▶ **SUPPLIED MATERIAL**

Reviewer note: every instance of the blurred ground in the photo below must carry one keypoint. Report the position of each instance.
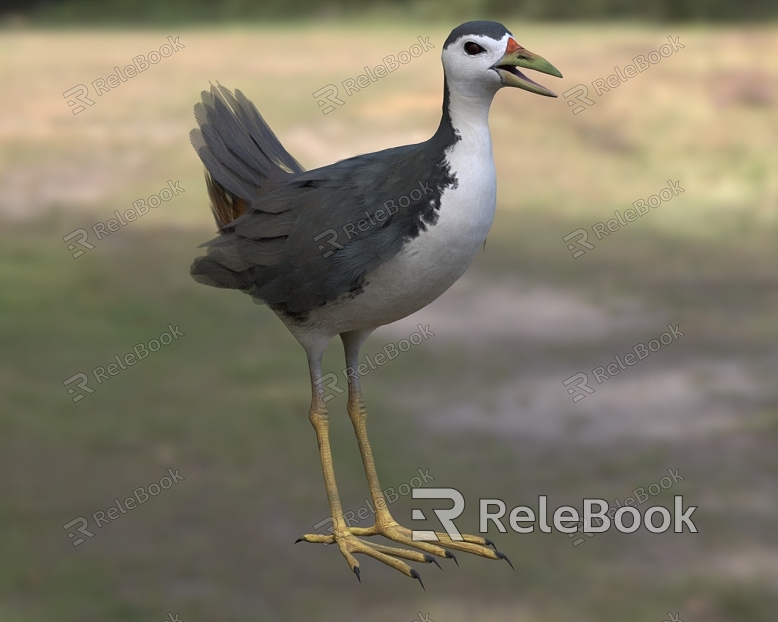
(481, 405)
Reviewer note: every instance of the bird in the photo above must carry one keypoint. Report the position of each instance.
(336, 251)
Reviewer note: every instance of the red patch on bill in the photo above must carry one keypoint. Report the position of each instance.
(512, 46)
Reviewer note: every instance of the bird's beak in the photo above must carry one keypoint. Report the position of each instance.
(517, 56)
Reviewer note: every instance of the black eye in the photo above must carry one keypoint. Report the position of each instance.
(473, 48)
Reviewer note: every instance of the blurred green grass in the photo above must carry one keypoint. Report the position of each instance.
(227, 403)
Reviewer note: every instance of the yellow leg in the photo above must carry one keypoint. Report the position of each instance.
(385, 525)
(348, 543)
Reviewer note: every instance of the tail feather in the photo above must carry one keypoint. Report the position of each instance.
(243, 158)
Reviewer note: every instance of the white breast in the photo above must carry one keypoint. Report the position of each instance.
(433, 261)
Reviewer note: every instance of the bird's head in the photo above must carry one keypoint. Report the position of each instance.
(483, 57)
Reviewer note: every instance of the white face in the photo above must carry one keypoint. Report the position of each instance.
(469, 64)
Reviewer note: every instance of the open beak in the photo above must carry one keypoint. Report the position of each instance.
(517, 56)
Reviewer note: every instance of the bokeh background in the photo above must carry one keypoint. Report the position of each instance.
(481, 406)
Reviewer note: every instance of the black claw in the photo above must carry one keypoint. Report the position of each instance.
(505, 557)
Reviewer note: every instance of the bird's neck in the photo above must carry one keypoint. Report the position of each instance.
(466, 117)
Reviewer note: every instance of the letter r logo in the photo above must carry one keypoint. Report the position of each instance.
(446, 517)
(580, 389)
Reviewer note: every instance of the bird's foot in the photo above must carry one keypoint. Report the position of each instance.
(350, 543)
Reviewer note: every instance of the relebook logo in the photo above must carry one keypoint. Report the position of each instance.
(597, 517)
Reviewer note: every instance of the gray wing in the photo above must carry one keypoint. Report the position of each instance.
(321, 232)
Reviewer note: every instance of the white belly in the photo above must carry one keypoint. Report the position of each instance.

▶ **THE PROBLEM**
Copy every one of the records above word for word, leaving out the pictures.

▶ **PROBLEM SOLUTION**
Reviewer note: every instance of the blurred ground in the photo below must carry one keypoint. Report the position of each instance.
(481, 405)
Reviewer note: every instance of the bird in the photo above must carry one keypoint. Report the position of each instance.
(336, 251)
Reviewer note: every instance of the red patch on bill in the photo above must carry one keypoint. Report the position of each instance.
(512, 46)
Reviewer note: every instance of the bird's beak in the photo above must carry one keypoint. Report the position of each instance.
(517, 56)
Reviewer note: every instance of the black eye in the photo above must carry one keypoint. Report the position of each instance.
(473, 48)
Reviewer note: every instance of the blurred green grass in the photo above must carry one keypoint. Report the position of each instance.
(227, 403)
Reviewer note: every instance of the yellow leg in the photo above must carry one keypoint. Report the position of each instance.
(385, 525)
(348, 543)
Reviewer note: every instance of the tail feather in the photo above must carry one keypoint. Report the position of each instance.
(243, 158)
Reviewer note: every instance of the white breast in the photo above must carry one keypoint. Report the position of each instance.
(433, 261)
Reviewer note: every instance of the bird's head in the photo above must carry one keypoint. Report the position of each instance.
(483, 57)
Reviewer note: every instance of the white face in the photo above must carry one keypoint. Report the position of each instance.
(469, 64)
Reviewer note: every instance of the open beak in the photo above must carry one keypoint. Report the position of each instance.
(517, 56)
Reviewer note: every instance of the bokeh background in the photo above must carry one keypoint. Report the position of each instance.
(481, 406)
Reviewer note: every instance of the black claw in the photo above must carry one keypoint. Report the position of each instance.
(505, 557)
Reviewer note: every instance of the bird's neck in the photo above must carry one keypoint. Report the position of each instance.
(466, 117)
Reviewer note: every instance of the letter r logo in the photo above must carry one keypoint. Report the position of each instance.
(446, 517)
(580, 389)
Reviewer note: every instance of the bird's foot in the photo above must carry one keypoint. Report the position of each instance.
(350, 543)
Reviewer note: every instance of the relebook logo in the photo above must carry one keypoint. Report the position of each instance.
(597, 517)
Reviewer note: every instance of the gray wing in the photo above must carry one keypoint. Report the position of each instance.
(321, 232)
Reviewer note: every instance of the white belly in the photo above must carry one keypoint. Report the position of each instance.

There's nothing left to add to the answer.